§ Entries for bounding box labeling
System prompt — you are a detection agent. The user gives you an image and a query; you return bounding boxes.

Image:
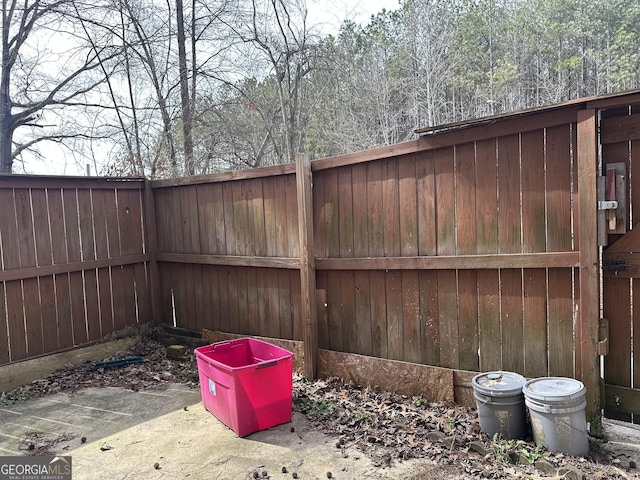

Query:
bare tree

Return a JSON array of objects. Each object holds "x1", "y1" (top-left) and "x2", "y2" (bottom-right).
[
  {"x1": 232, "y1": 0, "x2": 319, "y2": 162},
  {"x1": 0, "y1": 0, "x2": 120, "y2": 173}
]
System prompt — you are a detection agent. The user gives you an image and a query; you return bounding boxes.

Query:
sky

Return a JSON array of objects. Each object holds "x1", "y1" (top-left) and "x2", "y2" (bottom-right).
[
  {"x1": 307, "y1": 0, "x2": 399, "y2": 33},
  {"x1": 20, "y1": 0, "x2": 400, "y2": 176}
]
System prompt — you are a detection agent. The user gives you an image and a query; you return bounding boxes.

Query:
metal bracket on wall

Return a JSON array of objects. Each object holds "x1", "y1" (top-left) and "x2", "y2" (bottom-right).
[
  {"x1": 597, "y1": 162, "x2": 627, "y2": 245},
  {"x1": 598, "y1": 318, "x2": 609, "y2": 356}
]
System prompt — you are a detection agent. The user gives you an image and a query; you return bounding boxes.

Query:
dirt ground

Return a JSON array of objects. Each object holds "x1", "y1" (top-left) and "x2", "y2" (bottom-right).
[{"x1": 0, "y1": 333, "x2": 640, "y2": 480}]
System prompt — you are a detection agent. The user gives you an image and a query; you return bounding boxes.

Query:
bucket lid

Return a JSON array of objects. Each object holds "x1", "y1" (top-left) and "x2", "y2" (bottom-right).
[
  {"x1": 522, "y1": 377, "x2": 587, "y2": 402},
  {"x1": 471, "y1": 372, "x2": 526, "y2": 397}
]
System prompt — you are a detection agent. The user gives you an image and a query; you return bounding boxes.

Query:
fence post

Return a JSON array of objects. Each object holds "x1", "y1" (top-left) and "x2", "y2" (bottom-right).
[
  {"x1": 296, "y1": 155, "x2": 318, "y2": 380},
  {"x1": 576, "y1": 109, "x2": 603, "y2": 437}
]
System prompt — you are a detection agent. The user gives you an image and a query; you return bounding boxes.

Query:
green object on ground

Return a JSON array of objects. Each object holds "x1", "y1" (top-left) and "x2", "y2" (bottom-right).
[{"x1": 87, "y1": 357, "x2": 144, "y2": 372}]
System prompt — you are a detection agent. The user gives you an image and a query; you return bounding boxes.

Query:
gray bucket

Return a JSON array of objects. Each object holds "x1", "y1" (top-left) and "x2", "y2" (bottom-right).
[
  {"x1": 471, "y1": 372, "x2": 527, "y2": 439},
  {"x1": 522, "y1": 377, "x2": 589, "y2": 456}
]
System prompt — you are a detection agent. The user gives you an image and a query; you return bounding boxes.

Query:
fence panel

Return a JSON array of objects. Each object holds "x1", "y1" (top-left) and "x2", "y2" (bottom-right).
[{"x1": 0, "y1": 176, "x2": 150, "y2": 364}]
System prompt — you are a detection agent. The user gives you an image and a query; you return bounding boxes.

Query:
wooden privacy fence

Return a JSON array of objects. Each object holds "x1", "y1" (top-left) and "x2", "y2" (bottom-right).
[
  {"x1": 0, "y1": 176, "x2": 151, "y2": 365},
  {"x1": 151, "y1": 95, "x2": 599, "y2": 434},
  {"x1": 12, "y1": 93, "x2": 640, "y2": 433}
]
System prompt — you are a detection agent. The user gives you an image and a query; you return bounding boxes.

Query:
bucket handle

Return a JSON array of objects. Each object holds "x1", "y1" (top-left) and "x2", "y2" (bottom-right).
[{"x1": 258, "y1": 360, "x2": 278, "y2": 370}]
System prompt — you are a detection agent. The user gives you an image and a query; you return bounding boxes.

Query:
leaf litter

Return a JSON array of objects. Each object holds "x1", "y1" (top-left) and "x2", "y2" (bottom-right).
[{"x1": 0, "y1": 331, "x2": 640, "y2": 480}]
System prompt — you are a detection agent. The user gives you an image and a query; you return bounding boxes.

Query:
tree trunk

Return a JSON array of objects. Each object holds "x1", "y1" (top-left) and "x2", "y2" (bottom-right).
[{"x1": 176, "y1": 0, "x2": 195, "y2": 175}]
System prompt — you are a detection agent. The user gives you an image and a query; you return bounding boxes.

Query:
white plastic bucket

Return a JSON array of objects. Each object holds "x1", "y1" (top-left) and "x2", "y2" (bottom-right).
[
  {"x1": 471, "y1": 372, "x2": 527, "y2": 439},
  {"x1": 522, "y1": 377, "x2": 589, "y2": 456}
]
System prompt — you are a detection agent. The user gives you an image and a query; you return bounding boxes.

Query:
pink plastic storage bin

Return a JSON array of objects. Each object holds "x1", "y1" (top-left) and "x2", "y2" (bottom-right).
[{"x1": 195, "y1": 338, "x2": 293, "y2": 437}]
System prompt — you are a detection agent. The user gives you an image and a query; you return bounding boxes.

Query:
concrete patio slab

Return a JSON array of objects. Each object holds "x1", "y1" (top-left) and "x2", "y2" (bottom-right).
[{"x1": 0, "y1": 385, "x2": 428, "y2": 480}]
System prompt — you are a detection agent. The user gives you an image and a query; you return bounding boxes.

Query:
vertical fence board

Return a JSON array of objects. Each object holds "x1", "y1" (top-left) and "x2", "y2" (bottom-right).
[
  {"x1": 627, "y1": 105, "x2": 640, "y2": 423},
  {"x1": 416, "y1": 151, "x2": 437, "y2": 255},
  {"x1": 458, "y1": 270, "x2": 480, "y2": 371},
  {"x1": 434, "y1": 148, "x2": 460, "y2": 368},
  {"x1": 217, "y1": 267, "x2": 233, "y2": 332},
  {"x1": 282, "y1": 175, "x2": 300, "y2": 258},
  {"x1": 15, "y1": 188, "x2": 44, "y2": 356},
  {"x1": 419, "y1": 270, "x2": 440, "y2": 365},
  {"x1": 0, "y1": 282, "x2": 11, "y2": 365},
  {"x1": 0, "y1": 189, "x2": 27, "y2": 361},
  {"x1": 338, "y1": 167, "x2": 357, "y2": 352},
  {"x1": 498, "y1": 135, "x2": 522, "y2": 253},
  {"x1": 286, "y1": 270, "x2": 304, "y2": 342},
  {"x1": 398, "y1": 155, "x2": 422, "y2": 363},
  {"x1": 523, "y1": 269, "x2": 549, "y2": 378},
  {"x1": 478, "y1": 270, "x2": 502, "y2": 372},
  {"x1": 316, "y1": 272, "x2": 331, "y2": 350},
  {"x1": 520, "y1": 129, "x2": 547, "y2": 253},
  {"x1": 257, "y1": 268, "x2": 271, "y2": 337},
  {"x1": 92, "y1": 190, "x2": 115, "y2": 336},
  {"x1": 500, "y1": 269, "x2": 525, "y2": 372},
  {"x1": 546, "y1": 125, "x2": 574, "y2": 376},
  {"x1": 476, "y1": 139, "x2": 498, "y2": 253},
  {"x1": 22, "y1": 278, "x2": 45, "y2": 357},
  {"x1": 247, "y1": 268, "x2": 260, "y2": 335},
  {"x1": 455, "y1": 143, "x2": 479, "y2": 371},
  {"x1": 5, "y1": 280, "x2": 28, "y2": 362},
  {"x1": 47, "y1": 188, "x2": 73, "y2": 348},
  {"x1": 54, "y1": 274, "x2": 74, "y2": 349},
  {"x1": 117, "y1": 189, "x2": 144, "y2": 325},
  {"x1": 367, "y1": 160, "x2": 389, "y2": 358},
  {"x1": 190, "y1": 265, "x2": 207, "y2": 332},
  {"x1": 278, "y1": 269, "x2": 292, "y2": 340},
  {"x1": 0, "y1": 188, "x2": 20, "y2": 270},
  {"x1": 401, "y1": 270, "x2": 422, "y2": 363},
  {"x1": 105, "y1": 190, "x2": 128, "y2": 333},
  {"x1": 385, "y1": 270, "x2": 404, "y2": 360},
  {"x1": 369, "y1": 271, "x2": 389, "y2": 358},
  {"x1": 15, "y1": 188, "x2": 36, "y2": 268},
  {"x1": 59, "y1": 188, "x2": 88, "y2": 345},
  {"x1": 222, "y1": 182, "x2": 238, "y2": 255},
  {"x1": 416, "y1": 151, "x2": 440, "y2": 365},
  {"x1": 78, "y1": 189, "x2": 104, "y2": 341},
  {"x1": 548, "y1": 268, "x2": 575, "y2": 377},
  {"x1": 603, "y1": 278, "x2": 632, "y2": 422},
  {"x1": 117, "y1": 189, "x2": 144, "y2": 255},
  {"x1": 133, "y1": 263, "x2": 148, "y2": 324},
  {"x1": 438, "y1": 270, "x2": 460, "y2": 368},
  {"x1": 38, "y1": 275, "x2": 58, "y2": 353},
  {"x1": 546, "y1": 125, "x2": 571, "y2": 252},
  {"x1": 351, "y1": 164, "x2": 372, "y2": 355}
]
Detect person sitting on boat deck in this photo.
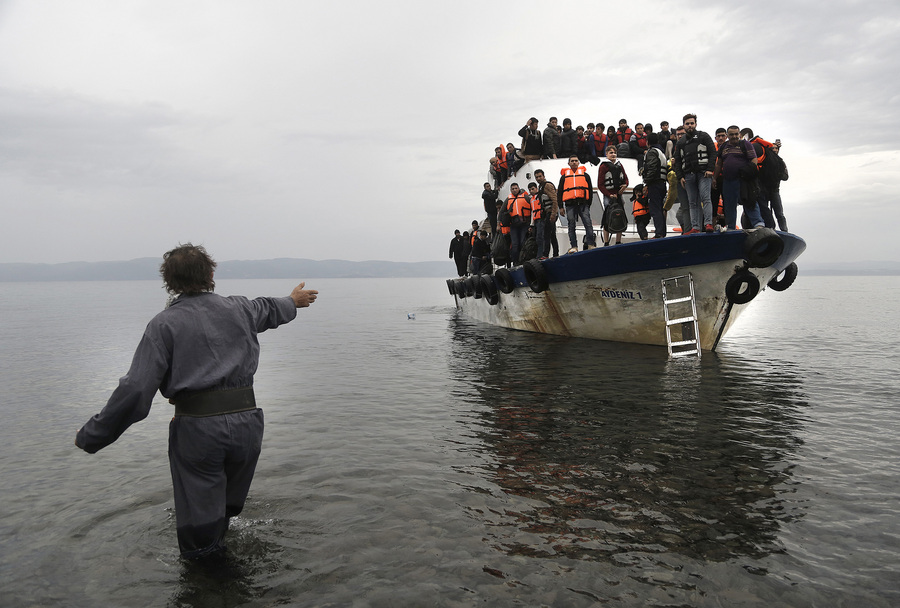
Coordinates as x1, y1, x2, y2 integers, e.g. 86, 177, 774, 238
544, 116, 560, 158
657, 120, 672, 153
490, 156, 503, 188
666, 125, 691, 234
628, 122, 650, 173
494, 146, 509, 184
556, 156, 597, 253
506, 143, 525, 177
75, 243, 318, 559
597, 146, 628, 246
715, 127, 728, 153
616, 118, 634, 158
741, 127, 787, 232
631, 184, 650, 241
534, 169, 559, 258
642, 133, 669, 239
675, 114, 716, 234
715, 125, 765, 230
528, 182, 546, 257
519, 116, 544, 162
450, 230, 466, 277
557, 118, 578, 158
506, 182, 531, 265
481, 182, 498, 234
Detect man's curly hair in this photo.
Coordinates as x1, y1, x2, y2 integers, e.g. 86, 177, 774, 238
159, 243, 216, 295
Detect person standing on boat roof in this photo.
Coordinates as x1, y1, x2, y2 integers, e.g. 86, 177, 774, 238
544, 116, 560, 158
534, 169, 559, 258
675, 114, 716, 234
616, 118, 634, 149
506, 182, 531, 265
558, 118, 578, 158
519, 116, 544, 162
506, 142, 525, 177
490, 156, 503, 188
741, 127, 787, 232
450, 230, 466, 277
481, 182, 498, 234
472, 230, 491, 274
642, 133, 669, 239
628, 122, 650, 173
597, 146, 628, 246
556, 156, 597, 253
715, 125, 765, 230
75, 243, 318, 559
528, 182, 548, 258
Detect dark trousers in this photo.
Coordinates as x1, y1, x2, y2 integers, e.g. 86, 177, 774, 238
169, 409, 264, 559
647, 181, 666, 237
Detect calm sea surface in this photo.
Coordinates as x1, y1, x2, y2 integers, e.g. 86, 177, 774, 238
0, 276, 900, 608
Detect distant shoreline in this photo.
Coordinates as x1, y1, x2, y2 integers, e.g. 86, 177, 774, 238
0, 258, 900, 283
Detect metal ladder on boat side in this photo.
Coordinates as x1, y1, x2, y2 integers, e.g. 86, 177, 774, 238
662, 273, 700, 359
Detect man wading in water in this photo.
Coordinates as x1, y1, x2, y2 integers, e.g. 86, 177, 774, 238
75, 243, 319, 558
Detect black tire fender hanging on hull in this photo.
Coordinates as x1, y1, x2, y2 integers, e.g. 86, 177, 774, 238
494, 268, 516, 293
768, 262, 798, 291
725, 270, 759, 304
744, 228, 784, 268
522, 260, 550, 293
481, 274, 500, 306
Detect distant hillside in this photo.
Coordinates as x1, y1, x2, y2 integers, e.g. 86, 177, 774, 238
0, 258, 456, 282
0, 258, 900, 282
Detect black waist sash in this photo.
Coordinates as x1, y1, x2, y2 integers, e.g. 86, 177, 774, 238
172, 386, 256, 418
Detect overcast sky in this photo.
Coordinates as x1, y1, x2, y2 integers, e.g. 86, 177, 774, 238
0, 0, 900, 268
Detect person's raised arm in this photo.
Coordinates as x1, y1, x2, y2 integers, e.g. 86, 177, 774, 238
288, 281, 319, 310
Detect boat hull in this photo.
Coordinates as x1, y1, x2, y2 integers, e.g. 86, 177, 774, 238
446, 231, 806, 350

§ AIM
Rewrite the lines of the listing starting with the line with "Detect boat hull in this photo." and going on through the end of the listing, replacing "boat hull" with "vessel hull" and leaving everything else as it is.

§ SOLUTION TO THIS TASK
Detect vessel hull in this photo.
Coordinates as x1, y1, x2, y2 integers, e.g. 86, 177, 774, 238
446, 231, 806, 350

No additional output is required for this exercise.